* EXCERPTED TEXT:
---

R&D Trends of Eco-Friendly Yarns – Bio-Based Yarns

Bio-based yarns take renewable biomass as raw materials for fiber spinning. Based on feedstock origins, we split them into three categories: virgin bio-based yarns, regenerated bio-based yarns and synthetic bio-based yarns.

First, virgin bio-based yarns adopt natural fibers from plants and animals and go through physical spinning processes. Common examples include cotton yarn, linen yarn and wool yarn. Second, manufacturers produce regenerated bio-based yarns from natural fibers via chemical dissolution and regeneration techniques. Typical varieties cover viscose yarn, milk protein fiber yarn and chitosan fiber yarn. Third, synthetic bio-based yarns form after the polymerization of biomass monomers, with bio-based polyamide and bio-based PET polyester fiber as mainstream feedstocks.

These yarns feature abundant raw material supplies, renewability and flexible functional modification. Therefore, developing bio-based yarns greatly helps the textile industry fulfill its green and carbon reduction goals.

Bio-based polyamide 56 (PA56) is lightweight, soft and wear-resistant, so manufacturers widely use it to develop eco-friendly bio-based yarns. Zhuohui produces core-spun composite yarns with full-polyester Sirofil spinning technology. His research shows that bio-based PA56 filament works as core yarn to deliver better moisture management, breaking elongation and elastic recovery than regular PET filament. Yet this core material brings weaker fiber cohesion at the same time. Blending extra bio-based PA56 into sheath fibers improves composite yarn’s breaking strength and elastic recovery. However, excessive PA56 content ruins yarn evenness and raises hairiness. For this reason, producers need to find an optimal blending ratio to balance comprehensive performance. In another study led by Xia Changlin, bio-based PA56/PET blended yarn gains optimal mechanical properties when PA56 accounts for 20% of total weight. Besides, Fonte achieves high-efficiency indigo dyeing on bio-based PA56/cotton blended yarn, and finished fabrics reach above Grade 3 in color fastness.

---

(Natural-language object grounding records)
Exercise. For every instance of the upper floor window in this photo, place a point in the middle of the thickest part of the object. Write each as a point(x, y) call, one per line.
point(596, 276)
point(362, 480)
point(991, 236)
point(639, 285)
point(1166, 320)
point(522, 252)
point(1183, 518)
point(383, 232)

---

* TASK LIST:
a – Recast the paragraph of the bio-based yarns text that opens with "First, virgin bio-based yarns" as a list, keeping its main facts.
b – Extend the bio-based yarns text, picking up after its final sentence.
You won't need the records for any of this work.

* OUTPUTS IN ORDER:
a –
- Virgin bio-based yarns: made from natural plant and animal fibers through physical spinning processes (e.g., cotton, linen and wool yarn).
- Regenerated bio-based yarns: made from natural fibers through chemical dissolution and regeneration (e.g., viscose, milk protein fiber and chitosan fiber yarn).
- Synthetic bio-based yarns: formed by polymerizing biomass monomers, mainly from bio-based polyamide and bio-based PET polyester fiber.

b –
In one relevant trial, Liu Ting adopts semi-worsted spinning to produce bio-based banana stem fiber paired with ECOCIRC® Antibio® antibacterial fiber at an 85:15 blend ratio. Compared with pure banana stem fiber yarn, this blended product boosts breaking strength by 31%, lowers unevenness and hairiness index, and upgrades overall yarn quality.

Meanwhile, Ma Xiaofei proposes a production route for high-efficiency antibacterial bio-based yarn with an integrated dyeing and bacteriostasis process. He mixes antibacterial agents evenly with dyestuffs before feeding the mixture into all-in-one dyeing and drying machinery. This integrated procedure unifies two processing steps and lifts the overall production efficiency of bio-based yarns.

In short, these research findings offer practical references for further application of bio-based yarns in apparel production.